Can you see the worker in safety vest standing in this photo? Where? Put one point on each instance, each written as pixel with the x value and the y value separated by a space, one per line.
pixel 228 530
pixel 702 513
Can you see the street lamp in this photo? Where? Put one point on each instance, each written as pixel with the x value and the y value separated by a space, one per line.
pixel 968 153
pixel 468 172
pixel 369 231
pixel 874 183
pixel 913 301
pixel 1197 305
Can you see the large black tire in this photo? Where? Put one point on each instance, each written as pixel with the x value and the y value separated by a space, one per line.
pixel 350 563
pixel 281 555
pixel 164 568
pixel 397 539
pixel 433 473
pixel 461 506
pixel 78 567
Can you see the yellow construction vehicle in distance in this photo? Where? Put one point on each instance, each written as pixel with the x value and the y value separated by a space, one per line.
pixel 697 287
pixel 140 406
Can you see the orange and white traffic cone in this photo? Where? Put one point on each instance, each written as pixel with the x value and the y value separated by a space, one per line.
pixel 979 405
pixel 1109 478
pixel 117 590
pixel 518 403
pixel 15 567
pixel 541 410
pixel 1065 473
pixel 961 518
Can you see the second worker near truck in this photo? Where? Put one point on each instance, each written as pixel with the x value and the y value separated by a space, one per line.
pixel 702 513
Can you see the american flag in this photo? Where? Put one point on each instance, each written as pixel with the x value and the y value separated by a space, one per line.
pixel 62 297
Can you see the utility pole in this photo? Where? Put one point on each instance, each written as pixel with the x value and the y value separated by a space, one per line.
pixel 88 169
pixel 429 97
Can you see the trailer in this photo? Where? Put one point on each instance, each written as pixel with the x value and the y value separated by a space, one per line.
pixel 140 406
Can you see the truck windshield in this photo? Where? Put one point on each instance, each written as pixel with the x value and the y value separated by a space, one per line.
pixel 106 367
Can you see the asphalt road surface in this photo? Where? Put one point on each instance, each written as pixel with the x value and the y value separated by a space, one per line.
□ □ □ □ □
**Written problem**
Write out the entries above once more, without altering anything.

**Output for this task**
Can you see the worker in safety vest standing in this photo? Where? Put one point on each instance, each written as pixel with the x value and the y value separated by a space, one per line.
pixel 228 530
pixel 702 513
Can you see the street lamp in this photo? Where? Put one point on each instance, each written as pixel with the x value and the y value separated by a space, one per line.
pixel 968 153
pixel 468 172
pixel 369 231
pixel 874 183
pixel 913 301
pixel 1197 305
Can you see the large black tire in this photo? Where? Put one point on each instance, each written as pixel with the x value and the y value separated by a space, one per line.
pixel 350 563
pixel 281 555
pixel 164 568
pixel 397 539
pixel 433 473
pixel 461 506
pixel 78 567
Can you see the yellow construction vehicle in distance in this photo? Where? Put one point on each instance, each written as pixel with the x value and the y value separated by a space, one per line.
pixel 697 287
pixel 140 406
Can you see the orange and white traffic cone in this photo? Where? Put one point on each instance, each written as pixel with the x value and the y value separated by a space, one per line.
pixel 979 405
pixel 1109 478
pixel 117 590
pixel 518 403
pixel 15 567
pixel 541 410
pixel 1065 473
pixel 961 518
Can you see the second worker near truck in this photo? Where? Put one point on each instance, each written as pixel with the x value and the y value separated by a space, one per line.
pixel 702 513
Can you see the american flag in this photo? Where? Put one point on each instance, each written as pixel with the x value and the y value separated by a space, one per line.
pixel 62 297
Can you see the utility pole in this photo? Where? Put one point on each instance, each written as pixel with the x value and the y value separated by a space, one per line.
pixel 88 169
pixel 429 97
Can you see the trailer in this photo? Where? Put one point on each instance, each written as pixel with the x value and the y value separated by a space, one per line.
pixel 140 406
Can you see the truck windshield in this photo? Where? Put one point on each instance, each written as pixel with the x value and the y value separated by a space, one per line.
pixel 106 367
Can you see the asphalt road surface in this photo? Where? Put one point on each instance, each written as pixel with the x value and the y value separated by a space, one per line.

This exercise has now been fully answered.